**GIVEN TASK 1:**
Condense the transcript paragraph beginning "Yes. I guess a couple of comments." into a short bulleted list that keeps its main facts.
**GIVEN TASK 2:**
Answer these from the transcript:
(a) On what date is Investor Day?
(b) Which firm is Michael Phillips from?
(c) Which business does Keith Demmings say was converted?

**SUPPLIED PASSAGE:**
Richard Steven Dziadzio - Executive VP & CFO
Yes. I guess a couple of comments. We will be obviously coming out at Investor Day in -- on March 24, with a longer-term outlook. So we'll be coming to the market with 3-year longer-term financial projections. So that will be a great time for us to lay out our vision for the future. And certainly, if you look at our outlook for '22, strong EBITDA growth. We've signaled 8% to 10%. We saw 9% in 2021.
So continued strong momentum in terms of driving EBITDA growth. And I would also say, we're investing more as well organically to try and set up the future. And we'll talk a lot more about some of those investments and how we think about long-term growth trajectory emerging as we get back together in a few weeks.
Operator
Your next question comes from the line of Michael Phillips from Morgan Stanley.
Michael Wayne Phillips - Equity Analyst
I'm actually -- you just touched on it, but maybe a little bit deeper, if you could, Keith, on the guidance for EBITDA, I guess I was curious -- again, maybe nothing more than what you just said, but I'll see. Curious how much, I guess, overall investment we should think about as being done this year relative to, say, the amount that was done last year as we look at that 8% to 10% guide for EBITDA?
Keith Warner Demmings - President, CEO & Director
Yes. I would say we expect to make more investments overall across the company in 2022 than 2021. We obviously had some material investments when you look at standing up saving a repair with T-Mobile. There was a significant lift to do that, obviously, converting the Sprint business. So there certainly were investments in '21. I would signal a little bit more investment to drive organic growth, and I would probably highlight a couple of areas.

**Pointing and labeling records:**
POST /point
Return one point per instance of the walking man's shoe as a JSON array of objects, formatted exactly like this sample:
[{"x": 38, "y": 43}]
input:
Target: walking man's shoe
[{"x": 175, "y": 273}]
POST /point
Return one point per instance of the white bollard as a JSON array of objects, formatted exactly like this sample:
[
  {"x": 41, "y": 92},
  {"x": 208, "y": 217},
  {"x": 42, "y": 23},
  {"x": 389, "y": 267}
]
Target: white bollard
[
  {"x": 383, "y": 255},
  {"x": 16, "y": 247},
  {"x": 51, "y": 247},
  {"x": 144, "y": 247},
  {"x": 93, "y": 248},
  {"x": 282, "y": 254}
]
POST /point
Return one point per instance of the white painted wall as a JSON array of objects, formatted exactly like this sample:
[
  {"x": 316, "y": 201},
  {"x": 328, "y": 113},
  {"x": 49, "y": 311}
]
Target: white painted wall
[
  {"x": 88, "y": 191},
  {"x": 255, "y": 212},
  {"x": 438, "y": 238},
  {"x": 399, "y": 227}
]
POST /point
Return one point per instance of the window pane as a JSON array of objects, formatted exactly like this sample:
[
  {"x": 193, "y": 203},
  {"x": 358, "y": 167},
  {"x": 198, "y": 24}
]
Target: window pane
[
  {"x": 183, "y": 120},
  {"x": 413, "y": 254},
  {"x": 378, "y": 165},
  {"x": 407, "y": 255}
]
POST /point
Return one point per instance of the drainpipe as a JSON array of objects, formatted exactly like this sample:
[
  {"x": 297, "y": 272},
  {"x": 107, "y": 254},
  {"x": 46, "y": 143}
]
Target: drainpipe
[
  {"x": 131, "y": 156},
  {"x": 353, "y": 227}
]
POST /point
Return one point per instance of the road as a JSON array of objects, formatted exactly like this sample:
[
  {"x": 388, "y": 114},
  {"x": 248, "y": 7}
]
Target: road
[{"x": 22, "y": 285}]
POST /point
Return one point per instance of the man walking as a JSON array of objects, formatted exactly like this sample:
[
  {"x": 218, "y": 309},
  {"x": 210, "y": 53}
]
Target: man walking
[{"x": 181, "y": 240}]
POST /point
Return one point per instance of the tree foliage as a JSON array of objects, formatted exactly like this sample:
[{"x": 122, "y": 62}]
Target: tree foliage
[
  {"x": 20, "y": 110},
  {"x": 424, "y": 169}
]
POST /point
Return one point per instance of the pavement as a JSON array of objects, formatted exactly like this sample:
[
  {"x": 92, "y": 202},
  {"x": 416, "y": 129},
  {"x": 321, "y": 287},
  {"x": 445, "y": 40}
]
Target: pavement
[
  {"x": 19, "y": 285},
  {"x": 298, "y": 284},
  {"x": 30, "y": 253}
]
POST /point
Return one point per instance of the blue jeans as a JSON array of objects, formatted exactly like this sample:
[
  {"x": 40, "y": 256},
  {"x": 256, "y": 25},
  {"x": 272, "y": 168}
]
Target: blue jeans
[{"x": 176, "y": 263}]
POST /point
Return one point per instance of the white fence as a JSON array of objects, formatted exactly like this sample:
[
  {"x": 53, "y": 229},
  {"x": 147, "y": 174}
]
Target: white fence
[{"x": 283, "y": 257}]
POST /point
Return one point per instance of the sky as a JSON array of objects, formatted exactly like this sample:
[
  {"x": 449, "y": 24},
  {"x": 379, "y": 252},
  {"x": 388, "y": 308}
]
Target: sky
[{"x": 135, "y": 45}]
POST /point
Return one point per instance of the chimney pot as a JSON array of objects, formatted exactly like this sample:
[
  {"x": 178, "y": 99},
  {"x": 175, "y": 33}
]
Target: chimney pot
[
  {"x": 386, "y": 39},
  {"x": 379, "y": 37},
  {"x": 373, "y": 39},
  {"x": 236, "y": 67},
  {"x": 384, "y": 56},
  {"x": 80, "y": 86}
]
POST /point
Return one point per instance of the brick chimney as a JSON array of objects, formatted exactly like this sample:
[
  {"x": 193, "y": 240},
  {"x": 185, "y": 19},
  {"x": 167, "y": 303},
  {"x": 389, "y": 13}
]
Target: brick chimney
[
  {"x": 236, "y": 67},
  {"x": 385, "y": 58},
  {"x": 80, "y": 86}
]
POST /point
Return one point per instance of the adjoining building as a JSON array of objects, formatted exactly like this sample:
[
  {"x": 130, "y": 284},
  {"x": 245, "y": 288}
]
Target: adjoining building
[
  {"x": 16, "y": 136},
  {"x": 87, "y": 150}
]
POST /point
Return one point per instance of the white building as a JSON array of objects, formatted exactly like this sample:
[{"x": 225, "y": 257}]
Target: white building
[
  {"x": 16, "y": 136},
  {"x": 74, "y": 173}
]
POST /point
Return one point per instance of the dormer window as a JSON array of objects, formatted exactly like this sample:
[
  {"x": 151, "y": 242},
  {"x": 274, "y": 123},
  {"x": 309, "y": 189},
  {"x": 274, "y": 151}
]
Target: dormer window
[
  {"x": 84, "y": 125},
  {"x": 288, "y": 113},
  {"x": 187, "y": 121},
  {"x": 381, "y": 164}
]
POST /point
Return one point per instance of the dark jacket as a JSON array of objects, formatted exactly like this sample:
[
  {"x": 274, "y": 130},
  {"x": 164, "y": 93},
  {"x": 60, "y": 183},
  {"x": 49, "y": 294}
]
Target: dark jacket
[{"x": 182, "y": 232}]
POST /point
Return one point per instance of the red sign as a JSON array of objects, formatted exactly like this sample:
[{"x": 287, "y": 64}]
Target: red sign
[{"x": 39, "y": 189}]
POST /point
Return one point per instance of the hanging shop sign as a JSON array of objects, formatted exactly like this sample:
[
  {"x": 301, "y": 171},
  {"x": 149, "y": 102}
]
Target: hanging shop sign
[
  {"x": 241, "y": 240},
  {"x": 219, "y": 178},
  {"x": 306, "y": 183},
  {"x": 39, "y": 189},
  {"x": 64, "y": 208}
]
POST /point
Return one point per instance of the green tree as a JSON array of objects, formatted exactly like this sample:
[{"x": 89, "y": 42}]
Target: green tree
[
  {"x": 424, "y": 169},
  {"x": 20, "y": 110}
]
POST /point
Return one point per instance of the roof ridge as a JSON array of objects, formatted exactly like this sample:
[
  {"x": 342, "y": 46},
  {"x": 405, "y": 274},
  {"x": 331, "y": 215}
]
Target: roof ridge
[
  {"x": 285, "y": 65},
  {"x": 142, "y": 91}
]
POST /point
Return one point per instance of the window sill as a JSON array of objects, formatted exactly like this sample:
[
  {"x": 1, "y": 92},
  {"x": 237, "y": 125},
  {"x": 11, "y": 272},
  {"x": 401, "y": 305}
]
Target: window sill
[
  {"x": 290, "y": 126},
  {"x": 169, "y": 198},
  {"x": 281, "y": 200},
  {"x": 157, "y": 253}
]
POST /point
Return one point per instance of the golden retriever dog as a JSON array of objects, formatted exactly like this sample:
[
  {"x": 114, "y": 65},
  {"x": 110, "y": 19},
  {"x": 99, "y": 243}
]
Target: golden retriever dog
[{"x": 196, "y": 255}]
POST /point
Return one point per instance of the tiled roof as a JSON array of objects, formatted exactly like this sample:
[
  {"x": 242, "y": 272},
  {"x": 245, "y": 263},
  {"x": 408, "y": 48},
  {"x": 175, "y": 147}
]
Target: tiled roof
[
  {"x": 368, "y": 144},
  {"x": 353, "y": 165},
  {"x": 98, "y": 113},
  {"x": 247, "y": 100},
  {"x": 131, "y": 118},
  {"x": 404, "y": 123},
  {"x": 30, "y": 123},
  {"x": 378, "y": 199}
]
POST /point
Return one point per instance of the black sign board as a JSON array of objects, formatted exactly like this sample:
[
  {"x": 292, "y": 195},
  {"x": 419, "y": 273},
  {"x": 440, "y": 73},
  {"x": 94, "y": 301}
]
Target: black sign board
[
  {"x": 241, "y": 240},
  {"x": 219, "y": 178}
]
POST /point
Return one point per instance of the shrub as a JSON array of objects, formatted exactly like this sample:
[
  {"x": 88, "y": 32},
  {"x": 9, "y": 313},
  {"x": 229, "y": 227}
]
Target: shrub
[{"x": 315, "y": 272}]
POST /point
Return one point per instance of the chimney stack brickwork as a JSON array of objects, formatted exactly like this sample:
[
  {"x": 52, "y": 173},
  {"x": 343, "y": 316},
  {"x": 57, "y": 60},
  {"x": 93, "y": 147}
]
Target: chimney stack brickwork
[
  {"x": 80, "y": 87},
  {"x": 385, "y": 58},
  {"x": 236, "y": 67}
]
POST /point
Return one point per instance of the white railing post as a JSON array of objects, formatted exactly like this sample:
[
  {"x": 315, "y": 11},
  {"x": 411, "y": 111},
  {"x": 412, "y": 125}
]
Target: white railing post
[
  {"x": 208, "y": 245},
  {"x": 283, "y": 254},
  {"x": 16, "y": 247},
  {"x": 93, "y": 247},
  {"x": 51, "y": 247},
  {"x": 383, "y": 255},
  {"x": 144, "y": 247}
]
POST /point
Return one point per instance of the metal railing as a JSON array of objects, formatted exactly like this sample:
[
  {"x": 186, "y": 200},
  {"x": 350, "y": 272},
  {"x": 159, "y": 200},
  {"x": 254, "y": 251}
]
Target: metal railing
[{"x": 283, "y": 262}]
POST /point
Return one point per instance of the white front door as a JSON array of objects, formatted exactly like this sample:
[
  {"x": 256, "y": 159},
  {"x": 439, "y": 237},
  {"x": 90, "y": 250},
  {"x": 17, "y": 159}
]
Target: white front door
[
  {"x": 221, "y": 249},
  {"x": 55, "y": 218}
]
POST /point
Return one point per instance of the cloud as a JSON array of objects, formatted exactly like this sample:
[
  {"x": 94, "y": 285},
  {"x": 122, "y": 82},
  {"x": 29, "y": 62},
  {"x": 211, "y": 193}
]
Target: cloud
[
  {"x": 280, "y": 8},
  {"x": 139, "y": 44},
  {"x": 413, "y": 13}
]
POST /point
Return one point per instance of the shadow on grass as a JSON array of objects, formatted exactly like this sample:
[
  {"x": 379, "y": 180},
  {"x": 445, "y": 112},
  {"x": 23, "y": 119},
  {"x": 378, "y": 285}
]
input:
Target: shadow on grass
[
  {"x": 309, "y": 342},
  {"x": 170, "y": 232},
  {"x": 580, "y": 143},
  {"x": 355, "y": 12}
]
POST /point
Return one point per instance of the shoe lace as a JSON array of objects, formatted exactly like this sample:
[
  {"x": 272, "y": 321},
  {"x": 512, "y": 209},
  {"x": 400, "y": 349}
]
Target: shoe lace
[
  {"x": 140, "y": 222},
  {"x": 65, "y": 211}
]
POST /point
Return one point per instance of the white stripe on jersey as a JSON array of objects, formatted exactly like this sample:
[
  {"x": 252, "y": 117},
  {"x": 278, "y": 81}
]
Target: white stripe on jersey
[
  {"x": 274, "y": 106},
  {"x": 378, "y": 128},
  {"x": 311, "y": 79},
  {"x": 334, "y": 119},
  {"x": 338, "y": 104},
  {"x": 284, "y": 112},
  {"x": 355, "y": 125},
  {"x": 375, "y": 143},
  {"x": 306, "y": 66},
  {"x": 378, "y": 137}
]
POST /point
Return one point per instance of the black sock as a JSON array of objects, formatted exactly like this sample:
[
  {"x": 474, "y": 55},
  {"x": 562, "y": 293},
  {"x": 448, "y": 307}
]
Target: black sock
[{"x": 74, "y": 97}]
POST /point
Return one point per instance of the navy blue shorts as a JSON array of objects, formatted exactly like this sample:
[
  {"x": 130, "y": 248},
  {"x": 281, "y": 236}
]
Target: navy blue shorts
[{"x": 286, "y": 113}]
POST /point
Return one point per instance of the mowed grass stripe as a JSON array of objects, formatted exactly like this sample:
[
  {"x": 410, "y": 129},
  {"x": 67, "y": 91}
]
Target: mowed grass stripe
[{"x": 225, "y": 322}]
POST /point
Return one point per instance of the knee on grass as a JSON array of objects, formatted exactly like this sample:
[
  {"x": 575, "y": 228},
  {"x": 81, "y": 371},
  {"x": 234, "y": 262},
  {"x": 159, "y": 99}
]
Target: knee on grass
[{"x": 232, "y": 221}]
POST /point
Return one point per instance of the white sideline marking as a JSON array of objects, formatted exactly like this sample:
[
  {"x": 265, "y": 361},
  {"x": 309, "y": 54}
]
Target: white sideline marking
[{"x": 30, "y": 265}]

**CORRECT RESULT 1:**
- An Investor Day on March 24 will present a longer-term outlook, including 3-year financial projections.
- The company will use that event to lay out its vision for the future.
- The 2022 outlook calls for strong EBITDA growth, signaled at 8% to 10%.
- EBITDA grew 9% in 2021.

**CORRECT RESULT 2:**
(a) March 24
(b) Morgan Stanley
(c) The Sprint business